Dataset:
+===+

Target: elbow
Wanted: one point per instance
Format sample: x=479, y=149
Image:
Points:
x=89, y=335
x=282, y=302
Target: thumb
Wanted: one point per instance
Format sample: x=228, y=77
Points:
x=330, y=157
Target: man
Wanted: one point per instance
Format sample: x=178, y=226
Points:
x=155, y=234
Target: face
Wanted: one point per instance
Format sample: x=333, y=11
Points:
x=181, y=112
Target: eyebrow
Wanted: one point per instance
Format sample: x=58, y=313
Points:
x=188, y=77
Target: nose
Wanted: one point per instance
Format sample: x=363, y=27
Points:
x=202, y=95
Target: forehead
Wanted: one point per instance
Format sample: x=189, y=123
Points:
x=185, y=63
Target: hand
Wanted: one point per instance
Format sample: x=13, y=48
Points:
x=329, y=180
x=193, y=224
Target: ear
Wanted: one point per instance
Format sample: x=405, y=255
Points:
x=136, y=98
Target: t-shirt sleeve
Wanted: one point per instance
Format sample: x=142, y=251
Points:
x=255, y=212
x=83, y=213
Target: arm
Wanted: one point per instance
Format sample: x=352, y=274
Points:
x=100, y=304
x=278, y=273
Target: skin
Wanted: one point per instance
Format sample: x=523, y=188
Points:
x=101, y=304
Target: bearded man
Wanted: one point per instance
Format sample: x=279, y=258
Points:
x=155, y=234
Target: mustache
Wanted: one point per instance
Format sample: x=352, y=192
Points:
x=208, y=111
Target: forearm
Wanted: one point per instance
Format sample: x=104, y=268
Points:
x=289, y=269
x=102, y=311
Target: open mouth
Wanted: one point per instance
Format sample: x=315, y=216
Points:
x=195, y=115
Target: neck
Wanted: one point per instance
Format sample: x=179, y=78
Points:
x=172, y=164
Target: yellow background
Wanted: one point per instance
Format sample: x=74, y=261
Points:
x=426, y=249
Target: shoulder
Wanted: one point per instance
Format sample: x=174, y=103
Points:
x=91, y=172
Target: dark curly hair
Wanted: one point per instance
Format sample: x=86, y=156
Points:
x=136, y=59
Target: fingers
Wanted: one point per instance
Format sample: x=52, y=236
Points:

+===+

About this exercise: Within the listing above, the range opens at the line with "Format sample: x=479, y=149" and closes at the line with "Format sample: x=174, y=103". Reproduce exactly the lines of that range, including both ends.

Answer to this problem:
Format sample: x=479, y=149
Image:
Points:
x=89, y=335
x=282, y=302
Target: thumb
Wanted: one point per instance
Format sample: x=228, y=77
Points:
x=330, y=157
Target: man
Wanted: one point per instance
Format sample: x=178, y=226
Points:
x=155, y=234
Target: face
Wanted: one point per instance
Format sample: x=333, y=11
Points:
x=181, y=112
Target: eyebrow
Wanted: one point per instance
Format sample: x=58, y=313
Points:
x=188, y=77
Target: nose
Wanted: one point per instance
Format sample: x=363, y=27
Points:
x=202, y=95
Target: forehead
Wanted: one point per instance
Format sample: x=189, y=123
Points:
x=185, y=63
Target: hand
Wanted: one point per instance
Format sample: x=13, y=48
Points:
x=329, y=180
x=193, y=224
Target: ear
Wanted: one point per instance
Format sample: x=405, y=255
Points:
x=136, y=98
Target: t-shirt sleeve
Wanted: one point per instance
Format sample: x=142, y=251
Points:
x=255, y=212
x=83, y=213
Target: arm
Wanted: one point per instance
Format sample: x=352, y=274
Points:
x=100, y=304
x=278, y=273
Target: skin
Wanted: one point per instance
Format sample: x=523, y=188
Points:
x=101, y=304
Target: bearded man
Wanted: one point per instance
Format sample: x=279, y=258
Points:
x=155, y=234
Target: mustache
Wanted: one point per instance
Format sample: x=352, y=192
Points:
x=208, y=111
Target: forearm
Wanted: one point per instance
Format sample: x=104, y=268
Points:
x=289, y=269
x=102, y=311
Target: open mouth
Wanted: one point per instance
Format sample: x=315, y=216
Points:
x=195, y=115
Target: neck
Wanted: one point per instance
Format sample: x=179, y=78
Points:
x=172, y=164
Target: yellow background
Wanted: one point per instance
Format sample: x=74, y=261
Points:
x=426, y=249
Target: shoulder
Wanted: one point per instance
Format sample: x=174, y=103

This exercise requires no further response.